● **Task directions**: Keep the wording of each record exactly the same when you repeat it, and leave out pictures.
── Records to process
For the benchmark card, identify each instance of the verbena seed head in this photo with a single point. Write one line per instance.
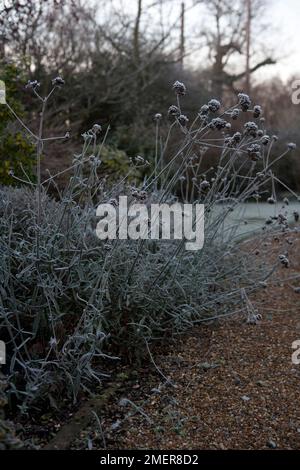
(157, 117)
(237, 137)
(265, 140)
(96, 128)
(218, 124)
(257, 111)
(58, 81)
(244, 101)
(204, 110)
(173, 111)
(254, 152)
(214, 105)
(32, 84)
(179, 88)
(251, 128)
(235, 114)
(183, 120)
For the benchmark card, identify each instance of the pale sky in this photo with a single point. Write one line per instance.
(286, 20)
(283, 39)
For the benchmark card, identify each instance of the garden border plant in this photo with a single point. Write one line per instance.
(70, 303)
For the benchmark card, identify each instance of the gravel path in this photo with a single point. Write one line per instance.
(234, 384)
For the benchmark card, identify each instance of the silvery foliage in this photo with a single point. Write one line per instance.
(68, 303)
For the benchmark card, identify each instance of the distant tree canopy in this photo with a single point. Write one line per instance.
(119, 66)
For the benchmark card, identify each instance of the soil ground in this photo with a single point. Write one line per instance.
(230, 384)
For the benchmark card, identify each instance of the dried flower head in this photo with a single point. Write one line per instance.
(179, 88)
(251, 128)
(32, 84)
(183, 120)
(257, 111)
(254, 152)
(157, 117)
(271, 200)
(214, 105)
(96, 128)
(58, 81)
(244, 101)
(204, 110)
(173, 110)
(218, 124)
(235, 114)
(265, 139)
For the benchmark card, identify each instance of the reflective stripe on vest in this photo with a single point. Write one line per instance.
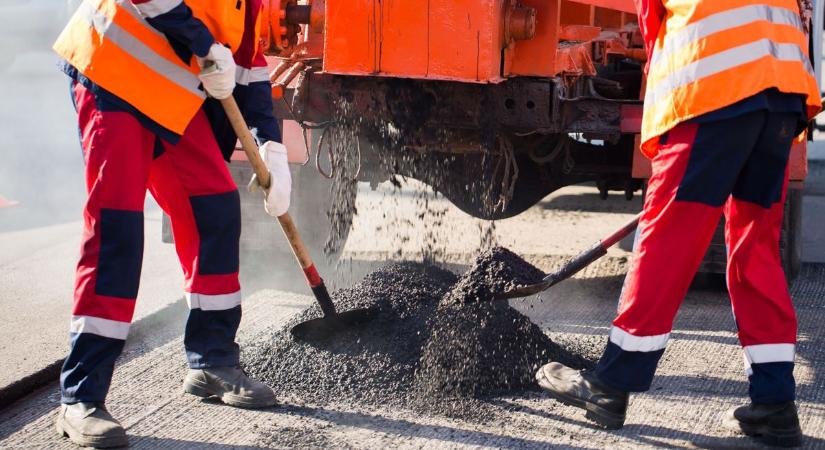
(110, 42)
(106, 27)
(713, 53)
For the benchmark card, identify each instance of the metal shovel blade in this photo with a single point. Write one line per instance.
(328, 326)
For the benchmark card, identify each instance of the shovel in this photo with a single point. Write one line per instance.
(332, 321)
(578, 263)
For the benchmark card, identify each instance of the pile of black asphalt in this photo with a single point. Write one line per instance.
(436, 341)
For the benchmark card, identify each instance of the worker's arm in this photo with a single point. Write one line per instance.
(174, 19)
(651, 16)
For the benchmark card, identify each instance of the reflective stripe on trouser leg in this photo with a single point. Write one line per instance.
(191, 182)
(693, 175)
(762, 306)
(117, 150)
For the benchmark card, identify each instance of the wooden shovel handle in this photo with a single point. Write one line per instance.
(250, 147)
(287, 225)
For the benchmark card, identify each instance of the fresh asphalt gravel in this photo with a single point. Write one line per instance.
(435, 344)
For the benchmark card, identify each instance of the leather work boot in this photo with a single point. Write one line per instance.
(230, 384)
(776, 425)
(604, 405)
(90, 425)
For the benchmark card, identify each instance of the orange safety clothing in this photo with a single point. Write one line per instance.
(111, 43)
(710, 54)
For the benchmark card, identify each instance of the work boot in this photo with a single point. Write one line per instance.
(90, 425)
(230, 384)
(776, 425)
(604, 405)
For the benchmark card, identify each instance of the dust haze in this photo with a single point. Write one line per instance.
(42, 164)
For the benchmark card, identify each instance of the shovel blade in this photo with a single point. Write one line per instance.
(326, 327)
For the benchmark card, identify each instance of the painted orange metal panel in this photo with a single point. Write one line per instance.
(349, 37)
(608, 18)
(537, 56)
(621, 5)
(403, 49)
(574, 13)
(578, 32)
(438, 39)
(465, 39)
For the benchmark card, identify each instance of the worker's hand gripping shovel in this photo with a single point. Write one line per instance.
(332, 321)
(578, 263)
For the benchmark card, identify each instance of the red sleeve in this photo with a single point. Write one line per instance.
(651, 16)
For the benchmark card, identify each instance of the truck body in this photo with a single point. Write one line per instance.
(493, 103)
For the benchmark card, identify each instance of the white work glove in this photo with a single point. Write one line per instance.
(276, 198)
(218, 72)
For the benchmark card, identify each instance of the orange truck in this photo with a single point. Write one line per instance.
(493, 103)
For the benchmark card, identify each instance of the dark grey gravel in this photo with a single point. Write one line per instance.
(421, 351)
(494, 271)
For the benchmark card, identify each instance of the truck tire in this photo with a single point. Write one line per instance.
(790, 242)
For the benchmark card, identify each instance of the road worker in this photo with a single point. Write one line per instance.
(729, 87)
(141, 72)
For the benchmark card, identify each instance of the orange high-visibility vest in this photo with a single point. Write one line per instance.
(712, 53)
(111, 43)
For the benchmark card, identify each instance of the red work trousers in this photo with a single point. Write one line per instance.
(736, 167)
(192, 184)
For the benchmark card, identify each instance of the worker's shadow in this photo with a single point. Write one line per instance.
(658, 436)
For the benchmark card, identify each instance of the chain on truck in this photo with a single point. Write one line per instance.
(492, 103)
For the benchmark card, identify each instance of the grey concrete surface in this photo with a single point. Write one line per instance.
(701, 376)
(37, 276)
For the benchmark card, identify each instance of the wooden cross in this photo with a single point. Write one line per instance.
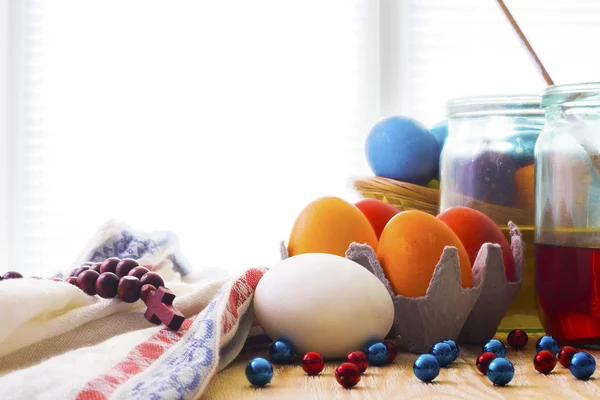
(161, 310)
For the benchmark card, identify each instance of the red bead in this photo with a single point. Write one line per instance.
(392, 352)
(124, 266)
(565, 354)
(359, 359)
(86, 281)
(483, 361)
(129, 289)
(312, 363)
(79, 270)
(12, 275)
(138, 272)
(347, 375)
(154, 279)
(544, 362)
(517, 339)
(146, 289)
(72, 280)
(109, 265)
(106, 285)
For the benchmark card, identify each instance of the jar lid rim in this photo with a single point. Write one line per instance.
(509, 103)
(571, 93)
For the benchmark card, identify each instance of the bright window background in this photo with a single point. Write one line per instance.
(216, 120)
(467, 47)
(220, 121)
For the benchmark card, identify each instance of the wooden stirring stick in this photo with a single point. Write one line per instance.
(589, 148)
(525, 42)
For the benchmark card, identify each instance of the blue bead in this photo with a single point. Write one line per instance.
(583, 365)
(495, 346)
(500, 371)
(259, 371)
(376, 353)
(547, 342)
(454, 347)
(443, 353)
(426, 367)
(281, 352)
(400, 148)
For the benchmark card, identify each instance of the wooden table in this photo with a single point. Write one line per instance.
(396, 381)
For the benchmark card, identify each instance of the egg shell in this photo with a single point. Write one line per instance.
(449, 311)
(400, 148)
(462, 220)
(323, 303)
(377, 212)
(329, 225)
(410, 247)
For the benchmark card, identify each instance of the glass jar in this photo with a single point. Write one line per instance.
(567, 218)
(487, 163)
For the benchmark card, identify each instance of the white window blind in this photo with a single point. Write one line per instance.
(466, 47)
(218, 121)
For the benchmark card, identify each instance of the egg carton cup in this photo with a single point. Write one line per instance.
(449, 311)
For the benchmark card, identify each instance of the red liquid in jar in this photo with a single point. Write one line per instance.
(568, 293)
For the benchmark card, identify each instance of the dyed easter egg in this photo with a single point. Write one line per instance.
(490, 177)
(410, 248)
(377, 212)
(323, 303)
(525, 187)
(474, 228)
(400, 148)
(329, 225)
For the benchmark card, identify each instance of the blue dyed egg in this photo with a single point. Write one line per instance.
(495, 346)
(500, 371)
(443, 353)
(547, 342)
(426, 367)
(583, 365)
(259, 371)
(400, 148)
(377, 353)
────
● **Exercise solution**:
For the benchmark card, identify each instance of the verbena seed head in this photo with a single point. Write one line per instance.
(157, 117)
(237, 137)
(265, 140)
(96, 128)
(218, 124)
(257, 111)
(58, 81)
(244, 101)
(204, 110)
(173, 111)
(254, 152)
(214, 105)
(32, 84)
(179, 88)
(251, 128)
(235, 114)
(183, 120)
For the benchmark card, identify each instance of the pale sky in this photo with a single point. Write one line per instance.
(286, 20)
(283, 39)
For the benchmark card, identify each instance of the garden border plant in this photo with a single point. Write one line per instance.
(70, 303)
For the benchmark card, identify each instance of the gravel path in this photo with a single point. Write one line per instance.
(234, 384)
For the benchmark card, identify each instance of the silvery foliage in this photo with a single point. Write one line per instance.
(68, 303)
For the benchmark card, identify each instance of the distant tree canopy in this photo with a single point. Write one line per instance.
(119, 66)
For the benchmark card, identify each instance of the soil ground in this photo with a single point. Write one line per instance.
(230, 384)
For the benchmark card, identify each instance of the dried flower head in this photo with a single point. Write one line per instance.
(179, 88)
(251, 128)
(32, 84)
(183, 120)
(257, 111)
(254, 152)
(157, 117)
(271, 200)
(214, 105)
(96, 128)
(58, 81)
(244, 101)
(204, 110)
(173, 110)
(218, 124)
(235, 114)
(265, 139)
For the benchmark card, identify each instance of the reflective stripe on vest in this photo with a single point. Write one line per instance.
(110, 42)
(106, 27)
(713, 53)
For the benchmark card, identify each instance of the metal shovel blade in this photo with a single point. Write one line per instance.
(328, 326)
For the benchmark card, identify each instance of the shovel in this photo with a single point. Write one line per instance.
(332, 321)
(578, 263)
For the benchmark card, identify each instance of the pile of black asphalt in this photo with a single point. Write one line per instance.
(436, 341)
For the benchmark card, identify each instance of the worker's arm in this photo with a single point. Write one line per instance.
(174, 19)
(651, 16)
For the benchmark card, identify each instance of the reflective stripe on trouser leg in this photo with a single point. Write one line per instance.
(191, 182)
(693, 175)
(762, 306)
(117, 150)
For the benchmark card, identify each instance of the wooden shovel handle in this photo with a single point. Write one line per instance.
(250, 147)
(287, 225)
For the benchmark card, identify each instance of the fresh asphalt gravel in this photo with a single point. Write one line per instance.
(435, 344)
For the benchmark card, identify each instance of the leather work boot in this photo with a single point. Write one line per instance.
(230, 384)
(776, 425)
(604, 405)
(90, 425)
For the benchmark card, identify each instance of the orange safety clothing in this photo with a single point. Write one line per instance.
(111, 43)
(710, 54)
For the benchmark card, identify each instance of the work boot in this photo with a single point. Write one line per instance.
(90, 425)
(230, 384)
(776, 425)
(604, 405)
For the benchmark card, identify each instance of the dust haze in this photo with a single point. Write one line per instance.
(42, 164)
For the benchmark card, identify each instance of the shovel blade in this photo with a single point. Write one line per instance.
(326, 327)
For the benchmark card, identify each instance of the painted orange metal panel in this photo with a single point. Write one line per instance.
(349, 37)
(608, 18)
(537, 56)
(621, 5)
(403, 49)
(574, 13)
(578, 32)
(438, 39)
(465, 39)
For the benchmark card, identify each instance of the worker's hand gripping shovel in this photo with a single point. Write one line per instance.
(332, 321)
(578, 263)
For the benchmark card, identify each instance of the red sleeve in this photo with a single point. Write one line per instance.
(651, 16)
For the benchmark card, identify each instance of the truck body in this photo with a single point. Write one line per instance.
(493, 103)
For the benchmark card, identify each instance of the white work glove in this photo with a single point. Write one line per instance.
(276, 198)
(218, 72)
For the benchmark card, identify each instance of the orange truck in this photo with a single point. Write one line per instance.
(493, 103)
For the benchmark card, identify each instance of the dark grey gravel in this photo with a single point. Write one line per instance.
(421, 351)
(494, 271)
For the benchmark card, identify each instance of the truck tire in this photo with a single point. Write one line per instance.
(790, 242)
For the benchmark card, identify each instance of the road worker in this photo with a single point. Write one line per instance.
(729, 87)
(141, 72)
For the benchmark card, identify each instance of the orange high-visibility vest in this photo with a single point. Write one line per instance.
(712, 53)
(111, 43)
For the benchmark card, identify each instance of the red work trousers in this photo with a single point. Write one line per instance.
(736, 167)
(192, 184)
For the benchmark card, identify each instance of the worker's shadow in this photo with a single point. Write one line per instance.
(658, 436)
For the benchmark card, identify each instance of the chain on truck in this photo with a single point. Write one line per instance.
(492, 103)
For the benchmark card, identify each instance of the grey concrete surface in this photo with a single point. Write one line per instance.
(701, 376)
(37, 276)
For the benchmark card, identify each instance of the wooden cross in this photo with a single point. Write one line per instance.
(161, 310)
For the benchmark card, identify each instance of the red bead in this photo with a single point. Write one line per instance.
(392, 352)
(124, 266)
(565, 354)
(359, 359)
(86, 281)
(483, 361)
(129, 289)
(312, 363)
(79, 270)
(12, 275)
(138, 272)
(347, 375)
(154, 279)
(544, 362)
(517, 339)
(146, 289)
(72, 280)
(109, 265)
(106, 285)
For the benchmark card, identify each instance of the jar lid rim in this photo with a single point. Write one line per instance.
(509, 103)
(571, 93)
For the benchmark card, identify each instance of the bright window background in this photo with a single point. Write one line per instance.
(216, 120)
(467, 47)
(220, 121)
For the benchmark card, identify each instance of the wooden stirring stick in this photo with a single point. Write one line per instance.
(589, 148)
(525, 42)
For the benchmark card, identify each instance of the blue bead in this photo with a single point. Write one line per instance.
(583, 365)
(495, 346)
(500, 371)
(259, 371)
(376, 353)
(547, 342)
(454, 347)
(443, 353)
(426, 367)
(281, 352)
(400, 148)
For the benchmark card, identify each instance of the wooden table in this photo with a single point. Write one line per instance.
(396, 381)
For the benchmark card, identify each instance of the egg shell in this photo with a single point. Write one line per instance.
(449, 311)
(400, 148)
(462, 220)
(323, 303)
(377, 212)
(329, 225)
(410, 247)
For the benchmark card, identify each instance of the glass jar in this photo with a single point. Write one line per instance.
(567, 218)
(487, 163)
For the benchmark card, identify each instance of the white window blind in this photo with a single point. Write one line per instance.
(466, 47)
(218, 121)
For the benchmark card, identify each instance of the egg carton cup in this photo with a single point. Write one line per instance.
(449, 311)
For the benchmark card, identify each instance of the red liquid in jar in this photo with a single point. Write one line per instance.
(568, 293)
For the benchmark card, identify each instance of the dyed easter egg in this photo with a single point. Write one line per instance.
(490, 177)
(410, 248)
(377, 212)
(323, 303)
(525, 187)
(474, 228)
(400, 148)
(329, 225)
For the benchmark card, identify each instance of the blue dyed egg in this photo with a single point. Write one line per instance.
(495, 346)
(500, 371)
(443, 353)
(547, 342)
(426, 367)
(583, 365)
(259, 371)
(400, 148)
(377, 353)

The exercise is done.